» **AIM A**: Set down word for word the part of the passage below on JHH's LIFO election that opens with the words "JHH did not" and closes with "requirements of Rev. Proc. 99-49.".

START PASSAGE TO READ

In early 2001, Hawse, anticipating that he might sell his dealership, sought to terminate JHH's LIFO election because he viewed the LIFO method as an impediment to the eventual sale of his business. Hawse was concerned that the LIFO method would impede a sale, because either he or the purchaser might have to recapture the accumulated LIFO reserve if he sold the dealership.
JHH attached a Form 3115, signed by Hawse, to its 2001 Form 1120S, requesting the IRS' automatic consent to revoke its LIFO election for the vehicles inventory in favor of the specific identification method pursuant to the automatic consent provisions of Rev. Proc. 99-49. On the Form 3115, JHH stated it would make the necessary Code Sec. 481(a) adjustment by recapturing its stored LIFO reserve of $1,084,437 over a period of four years. JHH further stated that it currently identified its vehicles inventory using the LIFO method, valued at cost, and that going forward, it would identify that inventory using the specific identification method, valued at the lower of cost or market.
JHH did not attach a statement to its Form 3115 explaining how its proposed new methods of identifying and valuing its vehicles inventory were consistent with the requirements of Reg. Sec. 1.472-6 relating to a change from the LIFO method, or how these methods conformed to the LIFO method change requirements of Rev. Proc. 99-49.
On its 2001 through 2007 returns JHH used the specific identification method of accounting for its entire inventory. JHH also made the required Code Sec. 481(a) adjustment, reporting income of $271,109 from the recaptured LIFO Reserve on each of its 2001, 2002, 2003, and 2004 income tax returns. However, contrary to its representation that it would value its entire inventory at the lower of cost or market, JHH used different valuation approaches for its various inventories.

END PASSAGE TO READ

» **AIM B**: List every line of the rows below that contains the word "bridge", matching case exactly.

START MATERIAL FOR THIS TASK

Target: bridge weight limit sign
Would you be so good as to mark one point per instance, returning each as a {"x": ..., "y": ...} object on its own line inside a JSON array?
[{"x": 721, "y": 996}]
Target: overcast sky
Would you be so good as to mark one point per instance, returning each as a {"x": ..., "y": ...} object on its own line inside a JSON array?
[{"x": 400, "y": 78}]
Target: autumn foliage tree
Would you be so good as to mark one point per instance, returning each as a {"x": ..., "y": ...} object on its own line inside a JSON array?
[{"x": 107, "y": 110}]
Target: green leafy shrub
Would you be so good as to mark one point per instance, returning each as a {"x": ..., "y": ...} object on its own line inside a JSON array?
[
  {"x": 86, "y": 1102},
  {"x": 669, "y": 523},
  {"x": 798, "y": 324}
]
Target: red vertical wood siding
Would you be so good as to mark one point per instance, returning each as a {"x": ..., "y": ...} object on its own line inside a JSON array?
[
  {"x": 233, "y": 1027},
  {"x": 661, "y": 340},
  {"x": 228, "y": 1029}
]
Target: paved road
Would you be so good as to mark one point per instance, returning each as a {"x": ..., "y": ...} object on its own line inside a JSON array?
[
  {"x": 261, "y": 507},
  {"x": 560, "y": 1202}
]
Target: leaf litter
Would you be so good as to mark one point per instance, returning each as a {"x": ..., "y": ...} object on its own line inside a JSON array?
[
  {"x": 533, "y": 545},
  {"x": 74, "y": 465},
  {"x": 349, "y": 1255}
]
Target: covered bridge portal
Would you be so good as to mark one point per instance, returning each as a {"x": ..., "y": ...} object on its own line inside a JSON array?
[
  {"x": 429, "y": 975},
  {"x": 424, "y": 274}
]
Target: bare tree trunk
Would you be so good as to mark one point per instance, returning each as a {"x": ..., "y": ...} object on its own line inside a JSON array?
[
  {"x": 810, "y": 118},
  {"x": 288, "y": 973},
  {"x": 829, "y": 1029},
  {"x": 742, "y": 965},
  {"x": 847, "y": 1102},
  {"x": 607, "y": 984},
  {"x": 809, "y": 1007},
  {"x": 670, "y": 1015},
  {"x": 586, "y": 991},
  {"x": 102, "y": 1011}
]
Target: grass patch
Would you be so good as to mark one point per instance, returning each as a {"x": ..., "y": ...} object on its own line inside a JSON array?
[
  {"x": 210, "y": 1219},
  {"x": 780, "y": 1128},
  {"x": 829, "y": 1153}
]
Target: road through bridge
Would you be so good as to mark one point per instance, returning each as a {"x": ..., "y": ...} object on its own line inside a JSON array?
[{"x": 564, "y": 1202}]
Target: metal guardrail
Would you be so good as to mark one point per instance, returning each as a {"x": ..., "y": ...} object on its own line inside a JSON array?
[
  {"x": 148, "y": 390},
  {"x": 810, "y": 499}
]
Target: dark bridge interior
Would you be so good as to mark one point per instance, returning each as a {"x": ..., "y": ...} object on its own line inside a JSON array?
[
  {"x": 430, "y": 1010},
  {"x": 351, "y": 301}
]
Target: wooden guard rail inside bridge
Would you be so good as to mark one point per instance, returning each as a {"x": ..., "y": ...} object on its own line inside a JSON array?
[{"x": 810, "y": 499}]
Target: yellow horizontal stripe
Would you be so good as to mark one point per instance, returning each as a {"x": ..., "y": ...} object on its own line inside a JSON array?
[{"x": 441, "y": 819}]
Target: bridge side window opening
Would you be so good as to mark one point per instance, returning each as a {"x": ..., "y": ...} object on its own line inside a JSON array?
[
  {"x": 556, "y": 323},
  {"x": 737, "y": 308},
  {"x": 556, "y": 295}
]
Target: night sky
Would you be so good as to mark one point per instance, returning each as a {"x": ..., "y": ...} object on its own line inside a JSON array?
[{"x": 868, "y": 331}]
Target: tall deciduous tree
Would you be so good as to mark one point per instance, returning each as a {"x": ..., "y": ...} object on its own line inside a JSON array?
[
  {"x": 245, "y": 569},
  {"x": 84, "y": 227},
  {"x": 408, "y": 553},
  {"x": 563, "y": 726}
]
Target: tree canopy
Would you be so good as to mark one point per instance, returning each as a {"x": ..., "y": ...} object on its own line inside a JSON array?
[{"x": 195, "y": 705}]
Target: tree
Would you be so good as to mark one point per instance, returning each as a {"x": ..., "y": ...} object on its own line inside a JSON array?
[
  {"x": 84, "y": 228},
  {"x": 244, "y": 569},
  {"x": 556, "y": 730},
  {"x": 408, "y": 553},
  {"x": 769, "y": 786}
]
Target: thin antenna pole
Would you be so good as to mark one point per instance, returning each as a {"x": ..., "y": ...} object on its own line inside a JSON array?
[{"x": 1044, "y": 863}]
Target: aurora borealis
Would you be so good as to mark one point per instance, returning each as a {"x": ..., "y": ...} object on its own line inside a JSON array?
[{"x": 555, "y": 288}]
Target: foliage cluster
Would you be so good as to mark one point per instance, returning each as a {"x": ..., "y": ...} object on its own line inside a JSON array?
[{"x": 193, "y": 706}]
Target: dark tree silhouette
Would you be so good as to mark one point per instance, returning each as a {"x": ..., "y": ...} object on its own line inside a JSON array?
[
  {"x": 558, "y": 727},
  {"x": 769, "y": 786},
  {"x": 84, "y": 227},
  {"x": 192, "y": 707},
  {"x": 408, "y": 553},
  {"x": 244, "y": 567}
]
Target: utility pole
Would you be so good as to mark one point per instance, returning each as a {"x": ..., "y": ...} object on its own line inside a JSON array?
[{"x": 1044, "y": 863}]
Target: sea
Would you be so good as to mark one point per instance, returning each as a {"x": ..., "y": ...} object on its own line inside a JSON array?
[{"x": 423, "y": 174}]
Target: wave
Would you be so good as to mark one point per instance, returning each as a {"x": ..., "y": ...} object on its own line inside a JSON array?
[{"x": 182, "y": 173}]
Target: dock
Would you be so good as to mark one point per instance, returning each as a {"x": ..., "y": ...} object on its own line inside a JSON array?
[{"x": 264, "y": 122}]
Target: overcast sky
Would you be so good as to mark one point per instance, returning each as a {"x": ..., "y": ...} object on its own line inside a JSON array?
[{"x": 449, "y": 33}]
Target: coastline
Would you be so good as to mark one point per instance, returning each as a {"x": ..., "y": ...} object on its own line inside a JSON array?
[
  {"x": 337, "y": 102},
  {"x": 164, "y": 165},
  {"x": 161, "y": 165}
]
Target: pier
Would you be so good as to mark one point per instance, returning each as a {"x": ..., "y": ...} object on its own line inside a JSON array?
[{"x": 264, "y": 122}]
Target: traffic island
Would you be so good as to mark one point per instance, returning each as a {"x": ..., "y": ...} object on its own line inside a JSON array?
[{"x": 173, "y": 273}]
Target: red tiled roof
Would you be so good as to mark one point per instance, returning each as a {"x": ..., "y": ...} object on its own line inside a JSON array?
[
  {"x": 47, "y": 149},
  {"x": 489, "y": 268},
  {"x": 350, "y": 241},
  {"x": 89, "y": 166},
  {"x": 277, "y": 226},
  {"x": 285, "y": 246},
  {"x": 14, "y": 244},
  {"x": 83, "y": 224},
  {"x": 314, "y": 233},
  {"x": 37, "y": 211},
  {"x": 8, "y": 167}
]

END MATERIAL FOR THIS TASK

» **TASK RESPONSE A**:
JHH did not attach a statement to its Form 3115 explaining how its proposed new methods of identifying and valuing its vehicles inventory were consistent with the requirements of Reg. Sec. 1.472-6 relating to a change from the LIFO method, or how these methods conformed to the LIFO method change requirements of Rev. Proc. 99-49.

» **TASK RESPONSE B**:
Target: bridge weight limit sign
Target: covered bridge portal
Target: road through bridge
Target: dark bridge interior
Target: wooden guard rail inside bridge
Target: bridge side window opening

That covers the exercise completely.